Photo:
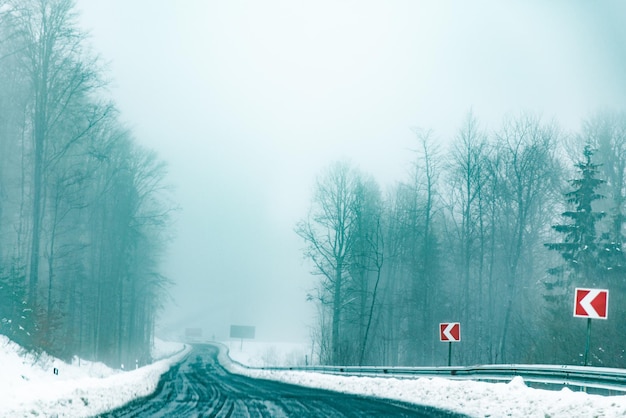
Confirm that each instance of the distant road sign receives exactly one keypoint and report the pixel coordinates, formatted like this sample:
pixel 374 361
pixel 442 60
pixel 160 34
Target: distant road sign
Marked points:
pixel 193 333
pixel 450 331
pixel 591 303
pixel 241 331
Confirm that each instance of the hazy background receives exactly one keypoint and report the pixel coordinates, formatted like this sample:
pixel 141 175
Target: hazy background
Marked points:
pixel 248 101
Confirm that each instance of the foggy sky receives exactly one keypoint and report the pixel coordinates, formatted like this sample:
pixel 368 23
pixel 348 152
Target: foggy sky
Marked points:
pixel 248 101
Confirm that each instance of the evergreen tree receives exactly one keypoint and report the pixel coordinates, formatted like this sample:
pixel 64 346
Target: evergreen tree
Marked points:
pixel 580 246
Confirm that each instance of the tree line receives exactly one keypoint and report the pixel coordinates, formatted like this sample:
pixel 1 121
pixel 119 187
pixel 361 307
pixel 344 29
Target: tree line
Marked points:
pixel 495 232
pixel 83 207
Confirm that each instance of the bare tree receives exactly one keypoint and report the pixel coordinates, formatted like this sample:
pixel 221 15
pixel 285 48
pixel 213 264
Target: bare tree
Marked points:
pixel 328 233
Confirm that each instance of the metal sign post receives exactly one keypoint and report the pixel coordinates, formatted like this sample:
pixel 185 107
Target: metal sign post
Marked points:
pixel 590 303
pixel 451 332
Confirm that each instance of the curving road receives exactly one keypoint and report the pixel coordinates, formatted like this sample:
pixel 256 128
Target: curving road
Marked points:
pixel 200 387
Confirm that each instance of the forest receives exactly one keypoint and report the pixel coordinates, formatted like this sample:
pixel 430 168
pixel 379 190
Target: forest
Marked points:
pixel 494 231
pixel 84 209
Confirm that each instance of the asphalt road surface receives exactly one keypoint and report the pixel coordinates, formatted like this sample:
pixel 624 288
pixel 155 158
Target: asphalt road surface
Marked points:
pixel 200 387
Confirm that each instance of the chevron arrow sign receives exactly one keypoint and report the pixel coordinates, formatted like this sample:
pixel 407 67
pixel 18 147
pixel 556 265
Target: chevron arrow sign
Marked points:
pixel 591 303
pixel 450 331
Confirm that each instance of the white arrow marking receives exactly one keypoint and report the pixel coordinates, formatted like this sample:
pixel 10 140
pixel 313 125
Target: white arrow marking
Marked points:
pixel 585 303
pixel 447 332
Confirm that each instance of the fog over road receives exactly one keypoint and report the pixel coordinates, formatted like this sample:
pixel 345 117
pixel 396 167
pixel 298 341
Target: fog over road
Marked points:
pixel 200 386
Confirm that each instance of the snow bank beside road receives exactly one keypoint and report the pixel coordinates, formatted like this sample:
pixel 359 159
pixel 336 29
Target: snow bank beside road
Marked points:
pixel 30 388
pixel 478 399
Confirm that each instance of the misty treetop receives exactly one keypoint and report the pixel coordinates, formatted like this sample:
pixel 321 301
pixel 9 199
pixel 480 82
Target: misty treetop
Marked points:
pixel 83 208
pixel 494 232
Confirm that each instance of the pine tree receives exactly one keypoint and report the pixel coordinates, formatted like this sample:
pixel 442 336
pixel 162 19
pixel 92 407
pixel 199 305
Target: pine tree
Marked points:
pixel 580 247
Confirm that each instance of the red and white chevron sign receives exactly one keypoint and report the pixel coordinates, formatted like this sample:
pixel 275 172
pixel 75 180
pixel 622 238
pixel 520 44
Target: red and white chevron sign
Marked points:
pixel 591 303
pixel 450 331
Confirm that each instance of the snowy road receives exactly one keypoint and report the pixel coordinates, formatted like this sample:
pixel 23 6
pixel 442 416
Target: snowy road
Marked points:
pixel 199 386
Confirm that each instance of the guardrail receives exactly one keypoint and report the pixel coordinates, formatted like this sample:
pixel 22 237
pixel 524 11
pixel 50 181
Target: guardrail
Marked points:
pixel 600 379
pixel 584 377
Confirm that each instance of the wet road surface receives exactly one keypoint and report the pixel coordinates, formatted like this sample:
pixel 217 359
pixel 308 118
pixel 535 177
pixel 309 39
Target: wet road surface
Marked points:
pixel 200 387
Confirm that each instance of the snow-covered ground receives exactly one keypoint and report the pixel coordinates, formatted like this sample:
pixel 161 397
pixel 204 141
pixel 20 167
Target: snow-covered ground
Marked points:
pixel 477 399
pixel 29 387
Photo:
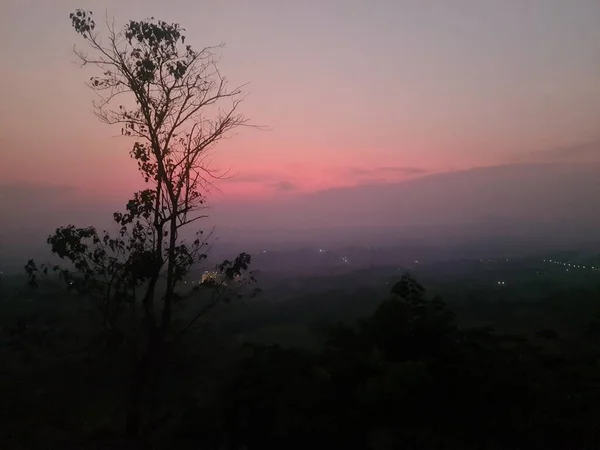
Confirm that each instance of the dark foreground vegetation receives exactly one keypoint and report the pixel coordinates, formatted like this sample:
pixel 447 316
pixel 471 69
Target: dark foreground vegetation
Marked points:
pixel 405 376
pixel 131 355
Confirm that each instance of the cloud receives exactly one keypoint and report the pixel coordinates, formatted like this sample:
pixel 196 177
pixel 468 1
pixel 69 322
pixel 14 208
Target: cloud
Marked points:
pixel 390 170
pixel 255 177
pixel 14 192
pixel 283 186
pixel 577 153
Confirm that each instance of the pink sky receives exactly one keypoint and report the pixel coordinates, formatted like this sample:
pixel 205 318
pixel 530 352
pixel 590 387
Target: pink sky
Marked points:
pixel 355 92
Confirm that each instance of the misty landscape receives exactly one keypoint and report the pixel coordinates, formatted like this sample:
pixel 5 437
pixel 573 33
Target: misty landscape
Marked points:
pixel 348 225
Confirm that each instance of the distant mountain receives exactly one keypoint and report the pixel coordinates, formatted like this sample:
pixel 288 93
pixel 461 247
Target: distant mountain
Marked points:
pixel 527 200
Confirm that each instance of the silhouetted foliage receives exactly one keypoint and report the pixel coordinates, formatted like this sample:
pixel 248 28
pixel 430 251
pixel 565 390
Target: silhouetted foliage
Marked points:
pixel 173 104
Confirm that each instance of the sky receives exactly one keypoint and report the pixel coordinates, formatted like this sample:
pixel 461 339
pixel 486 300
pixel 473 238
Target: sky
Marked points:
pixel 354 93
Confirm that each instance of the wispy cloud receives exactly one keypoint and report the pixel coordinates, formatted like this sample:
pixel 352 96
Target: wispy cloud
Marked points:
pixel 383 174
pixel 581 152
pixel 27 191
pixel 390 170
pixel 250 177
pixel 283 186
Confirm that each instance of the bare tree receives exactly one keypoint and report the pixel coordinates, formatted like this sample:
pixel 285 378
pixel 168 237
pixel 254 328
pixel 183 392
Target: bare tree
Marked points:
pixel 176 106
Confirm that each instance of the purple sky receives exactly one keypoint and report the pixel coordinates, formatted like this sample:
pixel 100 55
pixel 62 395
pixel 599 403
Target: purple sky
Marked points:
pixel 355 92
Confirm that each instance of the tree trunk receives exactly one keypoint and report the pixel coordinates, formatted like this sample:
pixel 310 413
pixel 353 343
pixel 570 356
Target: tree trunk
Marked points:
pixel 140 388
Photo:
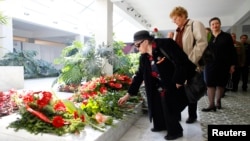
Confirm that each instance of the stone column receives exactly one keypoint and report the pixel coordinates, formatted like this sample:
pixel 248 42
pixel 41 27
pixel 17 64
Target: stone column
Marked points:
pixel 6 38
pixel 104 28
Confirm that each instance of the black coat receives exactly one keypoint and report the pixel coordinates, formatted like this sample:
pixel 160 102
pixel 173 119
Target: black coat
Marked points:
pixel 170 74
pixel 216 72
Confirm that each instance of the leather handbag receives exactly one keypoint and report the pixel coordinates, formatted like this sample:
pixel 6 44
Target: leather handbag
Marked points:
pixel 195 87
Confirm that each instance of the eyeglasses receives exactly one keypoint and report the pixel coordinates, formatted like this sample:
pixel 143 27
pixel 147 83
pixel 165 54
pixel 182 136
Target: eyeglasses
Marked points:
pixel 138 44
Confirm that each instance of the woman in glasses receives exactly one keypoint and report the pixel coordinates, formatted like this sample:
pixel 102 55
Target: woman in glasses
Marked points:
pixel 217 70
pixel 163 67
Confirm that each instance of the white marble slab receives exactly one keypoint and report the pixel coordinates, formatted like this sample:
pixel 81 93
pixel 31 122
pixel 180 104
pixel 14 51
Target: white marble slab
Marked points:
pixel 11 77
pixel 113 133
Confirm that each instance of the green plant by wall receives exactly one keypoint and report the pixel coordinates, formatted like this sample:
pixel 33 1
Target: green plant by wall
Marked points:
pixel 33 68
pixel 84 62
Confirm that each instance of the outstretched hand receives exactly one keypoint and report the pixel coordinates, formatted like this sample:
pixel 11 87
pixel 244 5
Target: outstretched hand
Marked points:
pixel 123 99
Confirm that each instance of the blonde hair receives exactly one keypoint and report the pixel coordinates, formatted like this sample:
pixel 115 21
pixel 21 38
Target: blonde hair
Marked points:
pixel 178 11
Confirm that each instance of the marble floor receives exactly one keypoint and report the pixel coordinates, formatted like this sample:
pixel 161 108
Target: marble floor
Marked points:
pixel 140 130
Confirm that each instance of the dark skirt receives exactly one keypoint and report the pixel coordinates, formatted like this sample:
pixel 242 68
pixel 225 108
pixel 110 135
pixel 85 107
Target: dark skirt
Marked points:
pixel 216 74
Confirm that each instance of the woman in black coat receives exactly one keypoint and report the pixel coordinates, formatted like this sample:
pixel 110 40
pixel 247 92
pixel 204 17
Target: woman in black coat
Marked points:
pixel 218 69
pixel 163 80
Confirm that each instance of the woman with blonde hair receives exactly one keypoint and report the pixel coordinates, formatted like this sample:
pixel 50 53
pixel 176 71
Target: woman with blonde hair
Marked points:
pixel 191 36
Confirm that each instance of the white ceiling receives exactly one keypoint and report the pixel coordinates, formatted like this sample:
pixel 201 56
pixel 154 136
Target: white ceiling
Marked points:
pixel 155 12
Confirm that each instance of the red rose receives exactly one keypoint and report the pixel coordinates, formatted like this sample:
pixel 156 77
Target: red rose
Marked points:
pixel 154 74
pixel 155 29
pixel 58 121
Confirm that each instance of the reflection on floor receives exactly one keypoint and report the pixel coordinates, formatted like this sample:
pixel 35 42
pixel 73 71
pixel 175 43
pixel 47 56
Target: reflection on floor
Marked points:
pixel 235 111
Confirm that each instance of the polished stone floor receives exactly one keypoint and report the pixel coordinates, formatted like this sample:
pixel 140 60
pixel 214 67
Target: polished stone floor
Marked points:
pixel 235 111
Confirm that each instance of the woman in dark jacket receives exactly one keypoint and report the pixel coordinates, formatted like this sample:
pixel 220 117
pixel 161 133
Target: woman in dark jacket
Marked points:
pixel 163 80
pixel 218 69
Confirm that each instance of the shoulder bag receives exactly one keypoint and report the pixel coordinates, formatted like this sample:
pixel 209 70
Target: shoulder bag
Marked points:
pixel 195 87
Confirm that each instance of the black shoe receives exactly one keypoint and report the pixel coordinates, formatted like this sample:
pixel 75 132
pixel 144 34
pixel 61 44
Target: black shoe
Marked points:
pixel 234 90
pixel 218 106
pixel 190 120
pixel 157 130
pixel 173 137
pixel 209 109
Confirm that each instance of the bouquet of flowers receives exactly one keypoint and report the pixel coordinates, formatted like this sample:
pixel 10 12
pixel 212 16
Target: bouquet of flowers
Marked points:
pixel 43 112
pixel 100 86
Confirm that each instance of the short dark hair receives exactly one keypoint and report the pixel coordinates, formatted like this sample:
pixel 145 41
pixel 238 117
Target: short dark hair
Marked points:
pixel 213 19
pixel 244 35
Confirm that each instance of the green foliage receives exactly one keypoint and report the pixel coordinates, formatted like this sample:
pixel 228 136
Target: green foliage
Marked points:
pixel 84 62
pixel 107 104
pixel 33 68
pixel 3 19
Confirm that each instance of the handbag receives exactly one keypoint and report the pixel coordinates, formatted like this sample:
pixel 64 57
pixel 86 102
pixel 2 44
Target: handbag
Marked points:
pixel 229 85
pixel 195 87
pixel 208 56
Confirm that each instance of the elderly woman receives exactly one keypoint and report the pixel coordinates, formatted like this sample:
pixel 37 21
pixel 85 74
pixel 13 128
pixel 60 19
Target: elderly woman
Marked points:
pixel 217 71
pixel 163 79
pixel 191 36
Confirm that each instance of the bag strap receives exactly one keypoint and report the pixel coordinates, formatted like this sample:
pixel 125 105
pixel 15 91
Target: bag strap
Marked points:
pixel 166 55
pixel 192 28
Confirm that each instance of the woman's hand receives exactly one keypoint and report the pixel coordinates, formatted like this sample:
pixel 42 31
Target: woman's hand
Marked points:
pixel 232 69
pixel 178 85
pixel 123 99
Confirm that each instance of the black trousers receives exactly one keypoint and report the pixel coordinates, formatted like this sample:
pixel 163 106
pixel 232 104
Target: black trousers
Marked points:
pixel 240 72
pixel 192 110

---

▶ **Your instructions**
Return, unchanged, the lines of the items starting at the line that contains "Confirm that each instance of the elderly" and ending at the last line of the items, both ends included.

▶ **Solution to the problem**
Confirm that each instance of the elderly woman receives exactly one keypoint and report the pixel coordinates, formatted like this sample:
pixel 37 21
pixel 85 74
pixel 13 128
pixel 60 19
Target: elderly woman
Marked points:
pixel 217 71
pixel 163 79
pixel 191 36
Confirm that each instance of the bag strap receives exactly one keypoint and report the pixel coordinates, formatted like this sample:
pixel 125 105
pixel 15 91
Target: bag strap
Marked points:
pixel 166 55
pixel 192 28
Confirm that each instance of the woman's hand receives exactly one keypoint and report the pixel coordinates, formatted like this sample:
pixel 42 31
Target: woman's hand
Marked points:
pixel 232 69
pixel 178 85
pixel 123 99
Confirm that each instance of the black trousers receives exactly one keypoint and report the pixel coordinates, formatted like this sample:
pixel 163 106
pixel 232 104
Target: black trousers
Marked points:
pixel 240 72
pixel 192 110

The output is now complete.